*Problem requirements*
Count the lines in the data below that contain the string "crowd", treating uppercase and lowercase as different. Reply with the number only.

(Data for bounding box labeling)
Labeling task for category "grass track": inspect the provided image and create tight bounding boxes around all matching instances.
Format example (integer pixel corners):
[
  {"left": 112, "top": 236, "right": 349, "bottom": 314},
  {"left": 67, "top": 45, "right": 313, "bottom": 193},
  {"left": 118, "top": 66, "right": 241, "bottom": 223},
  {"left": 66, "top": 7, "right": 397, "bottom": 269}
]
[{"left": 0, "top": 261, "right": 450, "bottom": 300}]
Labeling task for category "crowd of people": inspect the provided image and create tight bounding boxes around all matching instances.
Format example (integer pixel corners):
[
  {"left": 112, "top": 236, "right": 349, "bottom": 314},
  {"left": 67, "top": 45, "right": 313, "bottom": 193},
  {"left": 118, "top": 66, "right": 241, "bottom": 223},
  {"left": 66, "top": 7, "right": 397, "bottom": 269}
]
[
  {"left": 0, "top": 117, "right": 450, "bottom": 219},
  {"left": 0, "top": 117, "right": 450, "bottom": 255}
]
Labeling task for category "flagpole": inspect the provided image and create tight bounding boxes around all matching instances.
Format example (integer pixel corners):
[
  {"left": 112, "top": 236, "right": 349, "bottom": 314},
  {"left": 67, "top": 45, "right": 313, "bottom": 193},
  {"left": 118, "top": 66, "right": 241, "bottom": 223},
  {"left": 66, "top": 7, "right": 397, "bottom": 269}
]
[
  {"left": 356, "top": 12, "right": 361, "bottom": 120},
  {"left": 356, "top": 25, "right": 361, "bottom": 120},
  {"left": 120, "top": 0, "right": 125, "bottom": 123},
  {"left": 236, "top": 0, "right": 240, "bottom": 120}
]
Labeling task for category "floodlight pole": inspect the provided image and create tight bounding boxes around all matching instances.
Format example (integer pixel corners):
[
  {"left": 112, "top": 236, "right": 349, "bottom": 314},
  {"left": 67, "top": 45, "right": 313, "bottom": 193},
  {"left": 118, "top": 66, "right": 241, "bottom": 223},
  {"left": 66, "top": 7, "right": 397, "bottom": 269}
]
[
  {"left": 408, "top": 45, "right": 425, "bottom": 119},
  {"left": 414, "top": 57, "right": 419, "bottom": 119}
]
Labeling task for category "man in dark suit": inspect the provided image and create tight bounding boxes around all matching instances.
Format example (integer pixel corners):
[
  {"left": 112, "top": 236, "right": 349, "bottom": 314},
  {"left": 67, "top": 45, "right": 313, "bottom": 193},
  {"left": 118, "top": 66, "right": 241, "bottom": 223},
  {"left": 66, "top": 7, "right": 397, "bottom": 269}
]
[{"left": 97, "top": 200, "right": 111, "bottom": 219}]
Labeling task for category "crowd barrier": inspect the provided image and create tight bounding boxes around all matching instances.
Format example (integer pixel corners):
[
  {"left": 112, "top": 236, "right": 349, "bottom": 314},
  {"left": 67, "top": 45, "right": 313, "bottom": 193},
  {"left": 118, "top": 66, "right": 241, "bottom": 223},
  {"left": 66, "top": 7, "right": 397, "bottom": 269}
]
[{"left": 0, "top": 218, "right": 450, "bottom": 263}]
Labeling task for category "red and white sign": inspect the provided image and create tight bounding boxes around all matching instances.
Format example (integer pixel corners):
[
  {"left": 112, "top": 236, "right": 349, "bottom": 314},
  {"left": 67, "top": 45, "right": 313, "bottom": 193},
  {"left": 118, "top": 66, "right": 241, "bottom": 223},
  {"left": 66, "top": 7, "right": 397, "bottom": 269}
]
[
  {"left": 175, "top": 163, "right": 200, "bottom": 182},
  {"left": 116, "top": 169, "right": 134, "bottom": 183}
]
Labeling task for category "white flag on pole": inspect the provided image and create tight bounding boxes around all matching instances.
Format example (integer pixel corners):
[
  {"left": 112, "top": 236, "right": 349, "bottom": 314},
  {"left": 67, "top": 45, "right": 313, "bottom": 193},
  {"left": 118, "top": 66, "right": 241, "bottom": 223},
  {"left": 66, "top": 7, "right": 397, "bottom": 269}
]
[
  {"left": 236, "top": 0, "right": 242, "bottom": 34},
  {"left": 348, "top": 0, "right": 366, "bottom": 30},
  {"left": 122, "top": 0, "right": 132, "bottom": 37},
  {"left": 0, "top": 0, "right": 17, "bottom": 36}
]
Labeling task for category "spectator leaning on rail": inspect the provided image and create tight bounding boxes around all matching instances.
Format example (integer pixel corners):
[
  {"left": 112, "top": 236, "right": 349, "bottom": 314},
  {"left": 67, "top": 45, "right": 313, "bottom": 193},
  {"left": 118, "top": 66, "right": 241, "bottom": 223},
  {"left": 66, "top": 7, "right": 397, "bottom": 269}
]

*Solution below*
2